- _What is required_
Only the line with "Need: a reference" and the lines after it, to the end of the data, should appear in the answer, each reproduced exactly.

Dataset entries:
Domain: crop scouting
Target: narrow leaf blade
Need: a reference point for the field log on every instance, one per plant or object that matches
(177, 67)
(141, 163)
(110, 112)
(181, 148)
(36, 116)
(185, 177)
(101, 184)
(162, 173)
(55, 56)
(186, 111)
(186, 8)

- _Exercise output_
Need: a reference point for the field log on every instance, one per plant or object that matches
(177, 67)
(141, 163)
(110, 112)
(181, 148)
(36, 116)
(185, 177)
(101, 184)
(162, 173)
(55, 56)
(186, 111)
(186, 8)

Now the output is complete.